▶ **Instruções a seguir**
Reproduza sem alterações a parte do texto sobre o código de ética robótica, começando em "A notícia foi" e terminando em "um passo natural.".

▶ **Texto fornecido**
Sendo os números o que são, é inevitável que um dia os robôs sejam mais do que os humanos.
Dando mostras de previdência, o Governo sul-coreano decidiu na semana passada encarregar um grupo de cinco peritos de escrever o primeiro Código de Ética Robótica - que deverá definir direitos e deveres dos humanos e dos robôs e regras de relacionamento entre ambos.
A notícia foi recebida com sorrisos, mas a verdade é que temos vindo a alargar o âmbito da ética para cobrir as nossas relações e obrigações com os animais, com a Natureza, com os gâmetas, com o nosso património genético, com a História - e os robôs parecem um passo natural.
Este código será o primeiro documento de não-ficção onde será atribuído aos robôs algo semelhante a uma personalidade psicológica e jurídica. Trata-se de um novo tipo de "pessoas", que não sabemos que atitudes terão nem de que grau de autonomia e capacidades virão a gozar, mas cuja presença vai sem dúvida moldar o nosso comportamento, talvez de forma mais profunda do que a TV ou o computador.

▶ **Excerto do conjunto de dados**
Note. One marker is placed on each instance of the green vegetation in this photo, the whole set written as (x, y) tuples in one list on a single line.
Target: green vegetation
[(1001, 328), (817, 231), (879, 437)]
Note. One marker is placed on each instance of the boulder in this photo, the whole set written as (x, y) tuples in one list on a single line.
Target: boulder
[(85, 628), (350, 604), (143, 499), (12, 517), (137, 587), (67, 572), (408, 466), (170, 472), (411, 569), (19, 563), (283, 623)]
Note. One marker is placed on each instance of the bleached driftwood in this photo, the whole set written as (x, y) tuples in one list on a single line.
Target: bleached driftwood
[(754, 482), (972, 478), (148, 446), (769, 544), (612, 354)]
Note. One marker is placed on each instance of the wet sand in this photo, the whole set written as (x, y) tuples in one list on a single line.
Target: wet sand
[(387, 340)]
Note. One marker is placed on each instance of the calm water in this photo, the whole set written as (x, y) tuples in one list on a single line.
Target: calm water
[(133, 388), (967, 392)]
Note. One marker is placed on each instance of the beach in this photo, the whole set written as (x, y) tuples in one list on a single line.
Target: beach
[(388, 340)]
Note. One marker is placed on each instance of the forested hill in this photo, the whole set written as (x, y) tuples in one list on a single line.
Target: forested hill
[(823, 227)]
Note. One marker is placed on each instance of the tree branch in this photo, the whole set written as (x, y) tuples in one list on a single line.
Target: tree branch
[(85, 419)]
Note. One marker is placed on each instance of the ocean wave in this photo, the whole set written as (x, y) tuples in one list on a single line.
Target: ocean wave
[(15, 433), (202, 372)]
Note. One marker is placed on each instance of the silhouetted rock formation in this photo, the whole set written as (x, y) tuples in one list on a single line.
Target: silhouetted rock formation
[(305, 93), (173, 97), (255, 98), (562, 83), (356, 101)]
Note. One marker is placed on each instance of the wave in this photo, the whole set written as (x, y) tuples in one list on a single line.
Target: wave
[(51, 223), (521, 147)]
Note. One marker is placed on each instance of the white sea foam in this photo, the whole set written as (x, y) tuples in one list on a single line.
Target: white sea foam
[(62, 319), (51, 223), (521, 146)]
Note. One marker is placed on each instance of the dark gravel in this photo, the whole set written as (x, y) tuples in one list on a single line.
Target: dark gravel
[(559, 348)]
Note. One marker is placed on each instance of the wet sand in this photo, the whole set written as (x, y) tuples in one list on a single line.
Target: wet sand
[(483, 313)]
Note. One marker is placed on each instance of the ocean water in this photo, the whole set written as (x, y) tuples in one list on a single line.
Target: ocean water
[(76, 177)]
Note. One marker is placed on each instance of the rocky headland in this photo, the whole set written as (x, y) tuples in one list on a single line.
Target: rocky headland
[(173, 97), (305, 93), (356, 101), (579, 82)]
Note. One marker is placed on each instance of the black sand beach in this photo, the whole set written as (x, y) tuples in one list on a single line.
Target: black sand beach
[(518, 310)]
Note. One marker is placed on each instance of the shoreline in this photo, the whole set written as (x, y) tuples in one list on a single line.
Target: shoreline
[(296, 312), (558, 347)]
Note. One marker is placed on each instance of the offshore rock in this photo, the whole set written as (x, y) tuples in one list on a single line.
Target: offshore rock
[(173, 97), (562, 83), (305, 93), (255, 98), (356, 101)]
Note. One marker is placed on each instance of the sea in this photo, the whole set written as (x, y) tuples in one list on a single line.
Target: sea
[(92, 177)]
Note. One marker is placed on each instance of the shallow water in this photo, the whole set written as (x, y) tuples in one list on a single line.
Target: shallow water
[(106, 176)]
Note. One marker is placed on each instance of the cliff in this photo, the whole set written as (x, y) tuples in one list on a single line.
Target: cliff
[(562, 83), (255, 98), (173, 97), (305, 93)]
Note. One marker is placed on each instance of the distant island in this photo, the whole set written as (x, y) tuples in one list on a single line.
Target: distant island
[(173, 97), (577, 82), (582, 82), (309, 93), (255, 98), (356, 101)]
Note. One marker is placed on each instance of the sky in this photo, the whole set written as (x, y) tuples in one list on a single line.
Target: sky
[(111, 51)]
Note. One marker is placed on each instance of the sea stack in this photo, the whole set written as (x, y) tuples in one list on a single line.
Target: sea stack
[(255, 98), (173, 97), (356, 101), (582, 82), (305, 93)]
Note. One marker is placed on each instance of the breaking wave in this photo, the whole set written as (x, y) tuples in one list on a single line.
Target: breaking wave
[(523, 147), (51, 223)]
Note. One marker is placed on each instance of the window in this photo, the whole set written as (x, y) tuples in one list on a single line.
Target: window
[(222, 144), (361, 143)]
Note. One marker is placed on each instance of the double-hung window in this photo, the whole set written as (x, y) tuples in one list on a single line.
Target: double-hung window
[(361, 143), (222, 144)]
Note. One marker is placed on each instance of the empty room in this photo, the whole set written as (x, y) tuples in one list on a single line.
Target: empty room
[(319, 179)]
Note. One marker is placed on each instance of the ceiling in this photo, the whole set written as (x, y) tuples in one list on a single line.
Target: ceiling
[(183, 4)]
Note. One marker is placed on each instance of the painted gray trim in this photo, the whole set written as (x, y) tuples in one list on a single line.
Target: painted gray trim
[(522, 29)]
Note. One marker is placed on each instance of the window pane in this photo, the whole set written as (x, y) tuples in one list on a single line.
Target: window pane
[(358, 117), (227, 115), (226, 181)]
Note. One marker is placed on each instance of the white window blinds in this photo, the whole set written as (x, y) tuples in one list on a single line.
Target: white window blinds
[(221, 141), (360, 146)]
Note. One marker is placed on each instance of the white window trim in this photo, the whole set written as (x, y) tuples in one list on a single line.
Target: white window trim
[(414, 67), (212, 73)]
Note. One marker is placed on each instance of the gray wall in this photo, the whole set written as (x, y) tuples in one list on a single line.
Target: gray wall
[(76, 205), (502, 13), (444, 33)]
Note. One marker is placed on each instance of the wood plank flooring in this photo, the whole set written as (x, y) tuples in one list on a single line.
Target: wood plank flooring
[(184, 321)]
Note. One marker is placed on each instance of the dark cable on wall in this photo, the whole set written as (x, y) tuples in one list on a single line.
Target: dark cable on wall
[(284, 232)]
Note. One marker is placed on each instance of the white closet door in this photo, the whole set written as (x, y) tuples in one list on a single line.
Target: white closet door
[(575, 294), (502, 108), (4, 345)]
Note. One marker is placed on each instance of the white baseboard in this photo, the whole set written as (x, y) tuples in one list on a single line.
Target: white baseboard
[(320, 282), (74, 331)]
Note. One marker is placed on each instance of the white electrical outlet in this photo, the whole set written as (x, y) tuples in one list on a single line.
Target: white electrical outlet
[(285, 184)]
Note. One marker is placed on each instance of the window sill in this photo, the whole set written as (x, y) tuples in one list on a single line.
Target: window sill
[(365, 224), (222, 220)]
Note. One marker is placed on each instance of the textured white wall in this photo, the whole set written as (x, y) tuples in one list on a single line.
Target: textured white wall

▶ **Resposta completa**
A notícia foi recebida com sorrisos, mas a verdade é que temos vindo a alargar o âmbito da ética para cobrir as nossas relações e obrigações com os animais, com a Natureza, com os gâmetas, com o nosso património genético, com a História - e os robôs parecem um passo natural.